作成課題:
[1] 食肉加工品の特許抜粋によると、微粉砕スパイスを封入した包装体は封入から何日以内に開封しますか？
[2] 食肉加工品の特許抜粋のうち、「本発明によれば、スパイスの香」から「ことを特徴とする、請求項1に記載の食肉加工品の製造方法。」までの部分をすべて一字一句変えずに再掲してください。
[3] 食肉加工品の特許抜粋を、最後の文の後から続けて書き進めてください。

本発明によれば、スパイスの香気成分が低下することを抑制し、香味に優れた食肉加工品の製造方法及び食肉加工品を提供することができる。
【選択図】図3

【特許請求の範囲】
【請求項1】
1種又は2種以上のスパイスを選択・混合した後、微粉砕処理を施して微粉砕スパイスを調製する微粉砕スパイス調製工程と、
前記微粉砕スパイス調製工程で得られた微粉砕スパイスを、24時間以内に不活性ガスとともに酸素非透過性若しくは酸素難透過性の包装体に充填・封入し、酸素非存在下で貯蔵する微粉砕スパイス封入工程と、
前記微粉砕スパイス封入工程の後、微粉砕スパイスが封入された包装体を、封入から15日以内に開封し、かつ開封後所定時間以内の微粉砕スパイスを、塩処理により塩溶性タンパク質を溶出した食肉原料に添加及び/又は接触させる微粉砕スパイス配合工程と、を含み、
前記微粉砕スパイス配合工程を経て作製された製品のpHが5.8以下となることを特徴とする、食肉加工品の製造方法。
【請求項2】
前記製品の脂肪量が、25重量%以上であることを特徴とする、請求項1に記載の食肉加工品の製造方法。
【請求項3】
前記微粉砕スパイス調製工程は、ブラックペッパー、ホワイトペッパー、グリーンペッパー、セージ、メース、カルダモン、ガーリック、コリアンダー、バジル、キャラウエー、オールスパイス、シナモン、オレガノ、マジョラム、ナツメグ、オニオン、タイムからなる群のうち、1種又は2種以上のスパイスを選択・混合し、微粉砕することを特徴とする、請求項1又は2に記載の食肉加工品の製造方法。

データ内容:
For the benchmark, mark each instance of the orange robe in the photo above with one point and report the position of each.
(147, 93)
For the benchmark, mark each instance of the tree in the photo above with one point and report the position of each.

回答一覧:
[1] 15日以内です。

[2]
本発明によれば、スパイスの香気成分が低下することを抑制し、香味に優れた食肉加工品の製造方法及び食肉加工品を提供することができる。
【選択図】図3

【特許請求の範囲】
【請求項1】
1種又は2種以上のスパイスを選択・混合した後、微粉砕処理を施して微粉砕スパイスを調製する微粉砕スパイス調製工程と、
前記微粉砕スパイス調製工程で得られた微粉砕スパイスを、24時間以内に不活性ガスとともに酸素非透過性若しくは酸素難透過性の包装体に充填・封入し、酸素非存在下で貯蔵する微粉砕スパイス封入工程と、
前記微粉砕スパイス封入工程の後、微粉砕スパイスが封入された包装体を、封入から15日以内に開封し、かつ開封後所定時間以内の微粉砕スパイスを、塩処理により塩溶性タンパク質を溶出した食肉原料に添加及び/又は接触させる微粉砕スパイス配合工程と、を含み、
前記微粉砕スパイス配合工程を経て作製された製品のpHが5.8以下となることを特徴とする、食肉加工品の製造方法。
【請求項2】
前記製品の脂肪量が、25重量%以上であることを特徴とする、請求項1に記載の食肉加工品の製造方法。

[3]
【請求項4】
前記微粉砕スパイス封入工程における酸素非透過性若しくは酸素難透過性の包装体が、アルミニウム蒸着包材製の包装体であることを特徴とする、請求項1又は2に記載の食肉加工品の製造方法。
【請求項5】
塩処理により塩溶性タンパク質を溶出した食肉原料と、微粉砕スパイスと、を含有し、pHが5.8以下となる食肉加工品であって、
前記微粉砕スパイスは、
1種又は2種以上のスパイスを選択・混合した後、微粉砕処理を施し、24時間以内に不活性ガスとともに酸素非透過性若しくは酸素難透過性の包装体に充填・封入し、酸素非存在下で貯蔵された包装体を、封入から15日以内に開封し、かつ開封後所定時間以内に使用されるものであることを特徴とする、食肉加工品。

【発明の詳細な説明】
【技術分野】
【0001】
本発明は、食肉加工品の製造方法及び食肉加工品に関するものである。より詳しくは、本発明は、香味に優れた食肉加工品の製造方法及び食肉加工品に関するものである。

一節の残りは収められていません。